# O que fazer
[1] Você pode extrair do texto sobre Rogério Ceni o trecho que vai de "Não por coincidência, ter" até "o evitar gol.", copiando-o sem nenhuma alteração?
[2] Como você prolongaria o texto sobre Rogério Ceni, dando-lhe sequência a partir da última frase apresentada?

─── Texto de origem ───

Personalidade: Rogério Ceni


“Acima de tudo, um goleiro precisa ter personalidade.”

Essa foi uma das primeiras frases de Rogério Ceni durante o programa Roda Viva, no qual ele foi o entrevistado por um grupo de jornalistas, e que foi ao ar, em transmissão ao vivo, dia 30 de outubro.

Mas, um pouco antes dessa frase, ele proferiu uma outra muito significativa:

“... no Brasil, basta ter opinião para ser polêmico.”

Não por coincidência, ter personalidade e ser polêmico são duas das mais visíveis e importantes características desse goleiro que já faz parte da história do futebol mundial, como o maior artilheiro nessa posição que nada tem a ver com o fazer gol e tudo a ver com o evitar gol.

Como não poderia ser diferente com pessoas dotadas desse perfil, Rogério é amado e detestado em idênticas proporções. No mundo do futebol, é difícil, quase impossível, alguém permanecer indiferente a ele.

─── Dados fornecidos ───

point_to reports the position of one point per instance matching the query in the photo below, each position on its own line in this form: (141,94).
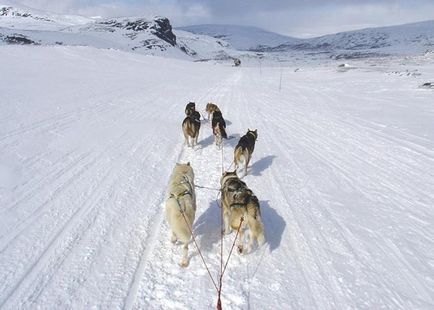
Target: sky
(298,18)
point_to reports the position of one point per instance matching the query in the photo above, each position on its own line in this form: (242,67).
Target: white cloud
(291,17)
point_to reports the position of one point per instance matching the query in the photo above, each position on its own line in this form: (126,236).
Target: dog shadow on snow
(208,226)
(274,225)
(207,141)
(259,166)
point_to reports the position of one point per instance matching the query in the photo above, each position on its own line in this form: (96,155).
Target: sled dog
(211,108)
(190,108)
(244,149)
(181,199)
(218,127)
(190,128)
(238,201)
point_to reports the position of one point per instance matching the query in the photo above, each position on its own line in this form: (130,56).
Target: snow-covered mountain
(32,19)
(156,36)
(402,39)
(242,37)
(139,34)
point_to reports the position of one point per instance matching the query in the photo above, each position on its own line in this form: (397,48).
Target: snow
(343,168)
(240,37)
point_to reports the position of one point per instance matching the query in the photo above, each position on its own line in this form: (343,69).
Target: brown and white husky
(239,202)
(181,206)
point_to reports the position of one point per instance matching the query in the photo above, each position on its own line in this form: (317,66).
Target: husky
(180,203)
(239,202)
(218,128)
(190,108)
(190,128)
(244,149)
(211,108)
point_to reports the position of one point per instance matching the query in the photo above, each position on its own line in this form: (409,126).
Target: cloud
(290,17)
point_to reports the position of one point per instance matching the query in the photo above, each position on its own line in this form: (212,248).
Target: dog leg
(173,238)
(251,240)
(184,261)
(240,241)
(227,228)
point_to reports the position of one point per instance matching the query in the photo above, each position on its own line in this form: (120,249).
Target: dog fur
(191,127)
(181,196)
(190,108)
(211,108)
(218,127)
(238,201)
(244,150)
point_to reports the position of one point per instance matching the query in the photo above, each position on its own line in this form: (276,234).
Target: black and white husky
(239,202)
(218,127)
(244,150)
(181,206)
(191,127)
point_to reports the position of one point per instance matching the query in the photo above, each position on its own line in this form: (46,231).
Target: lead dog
(191,127)
(218,128)
(181,198)
(244,150)
(238,201)
(190,108)
(211,108)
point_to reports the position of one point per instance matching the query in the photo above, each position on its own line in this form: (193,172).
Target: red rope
(233,245)
(198,249)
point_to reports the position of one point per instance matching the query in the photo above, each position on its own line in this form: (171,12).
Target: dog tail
(176,220)
(254,221)
(223,131)
(187,127)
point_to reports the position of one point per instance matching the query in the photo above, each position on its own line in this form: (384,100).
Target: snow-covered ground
(343,169)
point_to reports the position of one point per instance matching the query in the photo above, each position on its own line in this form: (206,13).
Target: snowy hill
(23,17)
(154,35)
(241,37)
(402,39)
(141,35)
(343,168)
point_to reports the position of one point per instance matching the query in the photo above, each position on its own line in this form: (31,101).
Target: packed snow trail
(343,169)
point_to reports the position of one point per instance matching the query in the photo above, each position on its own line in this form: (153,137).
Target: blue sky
(300,18)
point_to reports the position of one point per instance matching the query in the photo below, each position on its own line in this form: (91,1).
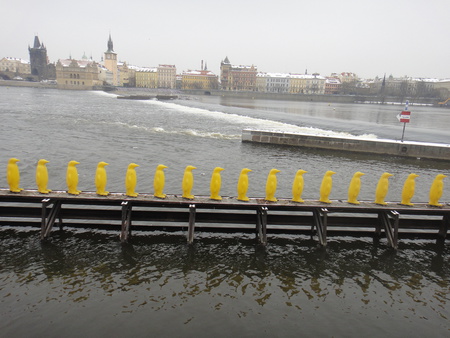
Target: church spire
(37,44)
(110,45)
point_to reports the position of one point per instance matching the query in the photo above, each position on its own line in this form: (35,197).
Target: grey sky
(369,38)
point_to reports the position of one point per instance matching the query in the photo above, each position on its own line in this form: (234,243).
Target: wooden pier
(146,212)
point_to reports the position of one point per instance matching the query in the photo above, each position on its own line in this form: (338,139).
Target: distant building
(307,84)
(39,64)
(110,62)
(13,65)
(332,86)
(123,77)
(237,78)
(199,79)
(167,76)
(146,77)
(77,74)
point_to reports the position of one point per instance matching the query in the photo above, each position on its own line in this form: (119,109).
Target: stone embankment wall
(385,147)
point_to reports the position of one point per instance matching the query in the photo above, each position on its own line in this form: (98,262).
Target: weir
(123,214)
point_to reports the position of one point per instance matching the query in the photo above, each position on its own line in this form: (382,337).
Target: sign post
(405,117)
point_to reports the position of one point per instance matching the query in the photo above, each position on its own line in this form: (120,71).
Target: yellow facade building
(146,77)
(199,79)
(77,74)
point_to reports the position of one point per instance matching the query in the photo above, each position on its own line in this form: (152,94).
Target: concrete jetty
(376,146)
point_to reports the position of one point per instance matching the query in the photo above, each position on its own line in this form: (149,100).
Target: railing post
(190,236)
(444,226)
(320,222)
(126,221)
(261,225)
(48,222)
(390,221)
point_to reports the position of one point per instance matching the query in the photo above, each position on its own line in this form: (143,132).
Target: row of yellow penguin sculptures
(13,179)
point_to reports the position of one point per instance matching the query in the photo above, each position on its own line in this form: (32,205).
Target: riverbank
(183,94)
(382,147)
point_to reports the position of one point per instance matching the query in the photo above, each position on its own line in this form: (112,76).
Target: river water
(83,282)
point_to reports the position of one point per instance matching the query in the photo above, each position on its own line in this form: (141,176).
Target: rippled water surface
(85,283)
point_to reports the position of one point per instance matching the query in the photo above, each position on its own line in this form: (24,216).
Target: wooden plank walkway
(146,212)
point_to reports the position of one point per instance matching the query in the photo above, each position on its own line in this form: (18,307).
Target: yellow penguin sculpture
(297,186)
(131,180)
(408,189)
(354,187)
(13,175)
(242,186)
(436,190)
(326,186)
(382,188)
(101,179)
(271,185)
(72,178)
(159,180)
(42,176)
(216,183)
(188,182)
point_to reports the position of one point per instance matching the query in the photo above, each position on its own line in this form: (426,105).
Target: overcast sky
(369,38)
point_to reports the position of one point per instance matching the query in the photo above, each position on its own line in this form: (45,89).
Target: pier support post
(320,220)
(444,226)
(126,221)
(48,222)
(389,219)
(190,236)
(261,225)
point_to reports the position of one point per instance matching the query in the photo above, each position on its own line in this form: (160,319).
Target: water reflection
(161,273)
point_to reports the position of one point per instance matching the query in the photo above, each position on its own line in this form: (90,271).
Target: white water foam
(253,123)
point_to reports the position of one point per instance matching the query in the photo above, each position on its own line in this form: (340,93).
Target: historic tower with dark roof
(110,61)
(39,60)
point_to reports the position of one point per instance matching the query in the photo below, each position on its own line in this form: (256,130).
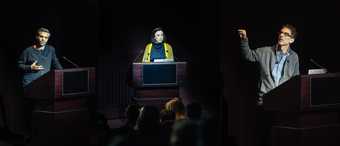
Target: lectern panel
(325,91)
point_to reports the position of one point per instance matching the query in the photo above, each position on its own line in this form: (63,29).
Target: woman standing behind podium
(158,49)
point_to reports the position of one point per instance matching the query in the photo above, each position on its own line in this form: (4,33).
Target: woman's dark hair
(153,34)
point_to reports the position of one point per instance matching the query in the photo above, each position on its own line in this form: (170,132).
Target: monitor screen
(325,91)
(75,83)
(159,75)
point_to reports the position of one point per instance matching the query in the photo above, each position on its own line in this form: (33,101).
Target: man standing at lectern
(38,59)
(278,63)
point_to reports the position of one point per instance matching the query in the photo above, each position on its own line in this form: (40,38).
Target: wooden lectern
(61,114)
(154,83)
(59,90)
(306,109)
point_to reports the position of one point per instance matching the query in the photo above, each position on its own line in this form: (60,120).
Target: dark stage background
(110,35)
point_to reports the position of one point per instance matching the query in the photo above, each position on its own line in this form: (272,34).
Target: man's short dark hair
(292,29)
(42,29)
(153,34)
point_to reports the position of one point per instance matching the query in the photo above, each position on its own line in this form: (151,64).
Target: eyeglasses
(285,34)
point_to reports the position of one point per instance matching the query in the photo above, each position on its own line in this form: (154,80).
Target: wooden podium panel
(307,111)
(155,83)
(305,93)
(64,83)
(59,90)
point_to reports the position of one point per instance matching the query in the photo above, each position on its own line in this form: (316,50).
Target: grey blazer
(266,58)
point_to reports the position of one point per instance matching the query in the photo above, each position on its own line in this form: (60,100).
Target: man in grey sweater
(278,63)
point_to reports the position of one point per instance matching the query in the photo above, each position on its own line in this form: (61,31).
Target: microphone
(75,65)
(315,63)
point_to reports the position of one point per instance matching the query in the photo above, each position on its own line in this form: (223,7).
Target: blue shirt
(278,66)
(46,57)
(157,51)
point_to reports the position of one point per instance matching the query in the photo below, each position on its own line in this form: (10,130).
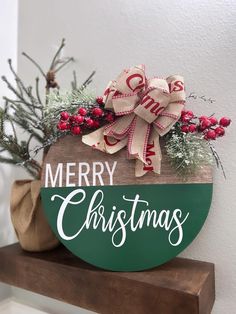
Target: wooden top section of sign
(70,149)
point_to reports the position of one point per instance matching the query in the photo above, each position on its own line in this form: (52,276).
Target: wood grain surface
(70,149)
(181,286)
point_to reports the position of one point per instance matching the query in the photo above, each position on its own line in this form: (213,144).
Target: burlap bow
(145,109)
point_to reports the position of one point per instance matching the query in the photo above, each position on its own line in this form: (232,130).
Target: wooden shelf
(181,286)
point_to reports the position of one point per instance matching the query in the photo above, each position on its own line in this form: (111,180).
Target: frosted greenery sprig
(187,152)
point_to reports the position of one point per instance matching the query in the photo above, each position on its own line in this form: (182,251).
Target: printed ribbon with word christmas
(145,109)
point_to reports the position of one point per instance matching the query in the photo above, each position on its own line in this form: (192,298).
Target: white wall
(8,49)
(194,38)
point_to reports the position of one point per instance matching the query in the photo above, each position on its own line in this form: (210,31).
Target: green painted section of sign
(127,228)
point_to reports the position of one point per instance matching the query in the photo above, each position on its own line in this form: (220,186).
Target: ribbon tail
(104,143)
(138,138)
(153,156)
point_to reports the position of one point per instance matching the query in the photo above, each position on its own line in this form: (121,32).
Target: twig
(52,66)
(35,63)
(64,64)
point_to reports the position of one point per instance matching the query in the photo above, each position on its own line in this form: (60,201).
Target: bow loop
(145,110)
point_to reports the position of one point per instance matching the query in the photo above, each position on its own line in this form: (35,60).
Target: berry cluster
(209,126)
(85,118)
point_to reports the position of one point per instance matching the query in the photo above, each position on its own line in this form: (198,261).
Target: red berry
(183,112)
(205,124)
(76,130)
(99,100)
(72,118)
(192,128)
(62,126)
(110,117)
(203,118)
(190,113)
(219,131)
(185,118)
(82,111)
(210,135)
(96,124)
(79,119)
(64,115)
(213,120)
(89,122)
(185,128)
(225,121)
(97,112)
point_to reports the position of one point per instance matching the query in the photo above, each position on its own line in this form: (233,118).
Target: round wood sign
(108,217)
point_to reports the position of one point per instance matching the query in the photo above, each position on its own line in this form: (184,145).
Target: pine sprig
(187,152)
(29,111)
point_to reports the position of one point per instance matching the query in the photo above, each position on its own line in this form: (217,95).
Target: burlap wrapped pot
(32,229)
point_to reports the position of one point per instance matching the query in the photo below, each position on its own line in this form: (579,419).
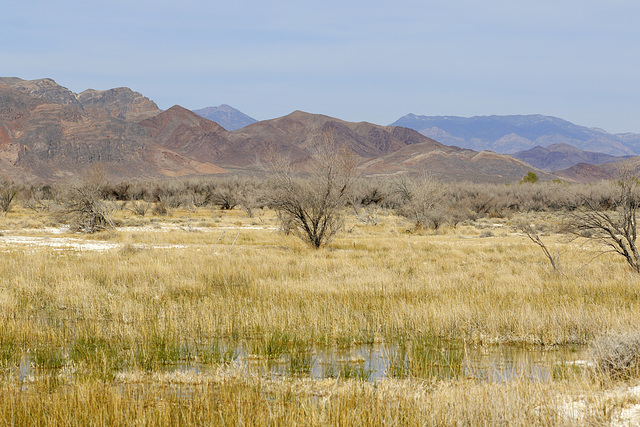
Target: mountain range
(48,132)
(512,134)
(226,116)
(562,156)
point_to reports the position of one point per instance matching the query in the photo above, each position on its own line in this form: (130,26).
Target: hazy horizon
(374,61)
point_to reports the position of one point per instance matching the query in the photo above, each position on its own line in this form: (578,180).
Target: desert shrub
(83,206)
(313,207)
(8,192)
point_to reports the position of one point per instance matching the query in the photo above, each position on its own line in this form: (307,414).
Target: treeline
(425,202)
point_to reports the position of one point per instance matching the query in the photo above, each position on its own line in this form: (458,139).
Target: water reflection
(430,360)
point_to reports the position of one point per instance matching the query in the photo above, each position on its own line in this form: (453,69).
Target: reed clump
(152,328)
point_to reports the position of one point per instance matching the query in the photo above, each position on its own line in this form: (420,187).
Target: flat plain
(214,318)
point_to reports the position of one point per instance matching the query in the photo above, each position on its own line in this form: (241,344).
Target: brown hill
(583,172)
(451,164)
(187,133)
(42,139)
(122,103)
(49,132)
(299,134)
(562,156)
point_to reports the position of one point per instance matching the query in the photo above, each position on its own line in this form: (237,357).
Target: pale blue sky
(356,60)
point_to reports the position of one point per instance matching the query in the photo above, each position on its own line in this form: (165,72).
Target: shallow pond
(429,360)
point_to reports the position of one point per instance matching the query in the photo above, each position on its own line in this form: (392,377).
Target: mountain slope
(562,156)
(510,134)
(43,139)
(226,116)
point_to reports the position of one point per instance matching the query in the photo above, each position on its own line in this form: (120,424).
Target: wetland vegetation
(196,313)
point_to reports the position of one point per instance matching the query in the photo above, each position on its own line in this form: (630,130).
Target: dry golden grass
(98,326)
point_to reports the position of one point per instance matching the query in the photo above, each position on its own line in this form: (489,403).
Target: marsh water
(375,361)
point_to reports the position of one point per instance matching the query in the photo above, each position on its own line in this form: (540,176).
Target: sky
(355,60)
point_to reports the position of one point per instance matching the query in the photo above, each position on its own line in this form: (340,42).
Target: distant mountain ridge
(48,132)
(511,134)
(562,156)
(226,116)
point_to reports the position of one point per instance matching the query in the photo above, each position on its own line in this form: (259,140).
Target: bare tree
(613,221)
(313,207)
(423,201)
(83,205)
(8,191)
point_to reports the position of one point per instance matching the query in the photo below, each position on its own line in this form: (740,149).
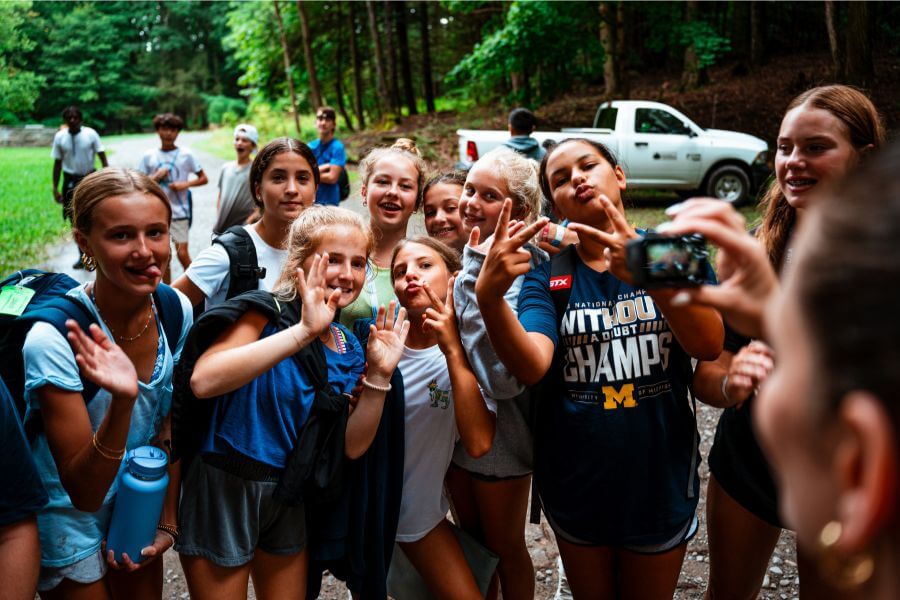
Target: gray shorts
(87,570)
(225,518)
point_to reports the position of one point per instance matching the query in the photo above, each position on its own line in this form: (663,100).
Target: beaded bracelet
(377,388)
(107,453)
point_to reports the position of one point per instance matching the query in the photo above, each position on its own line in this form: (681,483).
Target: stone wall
(30,135)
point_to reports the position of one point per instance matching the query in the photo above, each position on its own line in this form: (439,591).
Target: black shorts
(224,518)
(738,464)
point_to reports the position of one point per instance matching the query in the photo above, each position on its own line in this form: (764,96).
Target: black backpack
(244,273)
(50,304)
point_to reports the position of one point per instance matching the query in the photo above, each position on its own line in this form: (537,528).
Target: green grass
(29,218)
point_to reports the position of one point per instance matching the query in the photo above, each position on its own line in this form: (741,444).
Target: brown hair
(605,152)
(168,120)
(306,234)
(404,147)
(847,279)
(270,151)
(445,252)
(106,183)
(854,109)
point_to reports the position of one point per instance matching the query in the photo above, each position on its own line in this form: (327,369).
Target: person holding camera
(616,461)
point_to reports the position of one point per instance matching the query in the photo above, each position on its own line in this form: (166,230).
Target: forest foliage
(376,62)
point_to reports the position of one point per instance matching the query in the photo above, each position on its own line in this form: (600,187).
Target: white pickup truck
(658,147)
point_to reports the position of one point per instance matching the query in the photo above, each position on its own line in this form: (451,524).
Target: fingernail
(665,226)
(682,298)
(675,209)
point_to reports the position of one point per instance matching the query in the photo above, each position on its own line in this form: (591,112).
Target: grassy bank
(29,218)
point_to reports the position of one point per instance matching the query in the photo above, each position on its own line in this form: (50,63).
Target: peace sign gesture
(614,242)
(506,259)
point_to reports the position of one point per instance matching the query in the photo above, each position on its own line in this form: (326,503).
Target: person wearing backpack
(126,359)
(616,445)
(171,166)
(235,524)
(332,159)
(284,178)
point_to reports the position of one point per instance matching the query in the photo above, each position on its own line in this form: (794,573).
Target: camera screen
(671,259)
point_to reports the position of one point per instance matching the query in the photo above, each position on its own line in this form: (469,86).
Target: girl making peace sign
(616,445)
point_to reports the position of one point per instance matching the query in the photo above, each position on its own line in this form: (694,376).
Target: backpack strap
(562,278)
(244,271)
(171,314)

───

# Respostas às tarefas
[1]
Não por coincidência, ter personalidade e ser polêmico são duas das mais visíveis e importantes características desse goleiro que já faz parte da história do futebol mundial, como o maior artilheiro nessa posição que nada tem a ver com o fazer gol e tudo a ver com o evitar gol.

[2]
Flash-back: creio que foi no Paulista de 1993, Telê Santana dirigia o São Paulo, Zetti era o titular e Rogério seu reserva, ainda um molecão. Telê foi expulso, assim como o preparador físico. Não lembro o que motivou as expulsões, mas, com certeza, foi por reclamação, pois Mestre Telê era implacável com árbitros omissos no combate à violência. O time ficaria acéfalo, sem orientação alguma vinda do banco. No burburinho da expulsão, acompanhei uma reunião entre Zetti e Rogério, à margem do amontoado de jogadores, árbitro e bandeiras. Jogo reiniciado, Zetti voltou para o gol e Rogério ficou à beira do gramado e dali, percebíamos claramente, sem dificuldade, simplesmente comandou o time do São Paulo com jogadores muito mais velhos. Para mim, foi uma situação marcante, inesquecível, definidora do caráter e personalidade de Rogério.

De volta aos dias atuais e à entrevista ao Roda Viva: Rogério pensa e fala o que pensa de forma articulada. Poderia ser um desses tecnocratas de alto escalão, treinados na academia e nos altos cargos para falar à imprensa. Poderia, também, ser um parlamentar, oposicionista ou situacionista, mas sempre pronto a falar e não se esconder.

“Hoje há menos desigualdade, mas num nível muito baixo, o povo empobreceu.”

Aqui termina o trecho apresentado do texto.